--- Required task ---
Reproduce every item below line for line, without changing any character.

--- Dataset content ---
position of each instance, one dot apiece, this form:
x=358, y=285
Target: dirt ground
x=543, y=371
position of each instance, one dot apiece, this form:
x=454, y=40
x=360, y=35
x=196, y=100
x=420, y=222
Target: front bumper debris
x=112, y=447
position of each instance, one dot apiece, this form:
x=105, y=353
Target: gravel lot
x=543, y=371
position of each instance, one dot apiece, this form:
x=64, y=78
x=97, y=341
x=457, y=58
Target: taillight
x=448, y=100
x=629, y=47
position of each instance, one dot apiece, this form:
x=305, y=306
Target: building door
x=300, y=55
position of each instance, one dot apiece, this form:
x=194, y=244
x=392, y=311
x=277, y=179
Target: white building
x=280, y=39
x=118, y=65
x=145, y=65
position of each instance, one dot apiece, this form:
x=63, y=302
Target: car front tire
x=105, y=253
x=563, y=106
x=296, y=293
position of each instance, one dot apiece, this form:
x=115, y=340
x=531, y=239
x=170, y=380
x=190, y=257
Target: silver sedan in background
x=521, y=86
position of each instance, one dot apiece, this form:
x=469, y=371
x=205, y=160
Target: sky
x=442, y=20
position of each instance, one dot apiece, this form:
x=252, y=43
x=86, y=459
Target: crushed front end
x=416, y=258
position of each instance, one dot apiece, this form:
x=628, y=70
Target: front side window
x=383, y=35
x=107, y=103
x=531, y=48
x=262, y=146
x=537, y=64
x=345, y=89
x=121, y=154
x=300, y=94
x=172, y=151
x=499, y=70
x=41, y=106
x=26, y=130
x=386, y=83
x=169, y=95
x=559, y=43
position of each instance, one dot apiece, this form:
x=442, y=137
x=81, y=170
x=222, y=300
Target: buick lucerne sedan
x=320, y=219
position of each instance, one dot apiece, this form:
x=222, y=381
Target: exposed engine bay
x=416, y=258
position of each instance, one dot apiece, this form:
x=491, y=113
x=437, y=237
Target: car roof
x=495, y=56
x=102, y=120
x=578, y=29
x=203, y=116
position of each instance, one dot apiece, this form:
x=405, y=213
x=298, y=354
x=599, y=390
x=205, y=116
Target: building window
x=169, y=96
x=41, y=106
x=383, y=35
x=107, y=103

--- Response to this exercise ---
position of each instance, one dot apiece, this form:
x=358, y=285
Target: dirt ground
x=543, y=371
position of each instance, one dot apiece, this form:
x=454, y=40
x=360, y=35
x=196, y=100
x=420, y=222
Target: front bumper debris
x=112, y=447
position of each instance, one dot apiece, this form:
x=105, y=353
Target: gravel lot
x=543, y=371
position of each instance, one dot apiece, this form:
x=64, y=78
x=97, y=341
x=457, y=58
Target: taillight
x=448, y=100
x=629, y=47
position of each instance, one dot apiece, this form:
x=305, y=306
Target: building door
x=300, y=55
position of each instance, one dot apiece, this form:
x=194, y=244
x=392, y=311
x=277, y=179
Target: white building
x=280, y=39
x=118, y=65
x=145, y=65
position of each instance, one dot apiece, this form:
x=63, y=302
Target: car front tire
x=105, y=253
x=563, y=106
x=296, y=293
position of each instance, one dot apiece, this form:
x=115, y=340
x=531, y=239
x=170, y=380
x=190, y=257
Target: silver sedan in background
x=521, y=86
position of each instance, one dot apiece, this form:
x=469, y=371
x=205, y=160
Target: sky
x=442, y=20
position of each instance, one dot apiece, this form:
x=252, y=43
x=86, y=459
Target: crushed front end
x=416, y=258
position of each instance, one dot apiece, this form:
x=628, y=70
Target: front side window
x=383, y=35
x=107, y=103
x=531, y=48
x=262, y=146
x=537, y=64
x=345, y=89
x=121, y=154
x=300, y=94
x=172, y=151
x=499, y=70
x=41, y=106
x=26, y=130
x=386, y=83
x=169, y=95
x=559, y=43
position of each instance, one dot apiece, this form:
x=442, y=137
x=81, y=170
x=222, y=300
Target: buick lucerne sedan
x=320, y=219
position of each instance, one dot apiece, this form:
x=222, y=381
Target: exposed engine bay
x=416, y=258
position of each instance, one dot apiece, this form:
x=491, y=113
x=437, y=237
Target: car roof
x=495, y=56
x=102, y=120
x=578, y=29
x=203, y=116
position of each instance, one dot apiece, this form:
x=405, y=213
x=298, y=354
x=599, y=390
x=205, y=116
Target: building window
x=169, y=96
x=41, y=106
x=383, y=35
x=107, y=103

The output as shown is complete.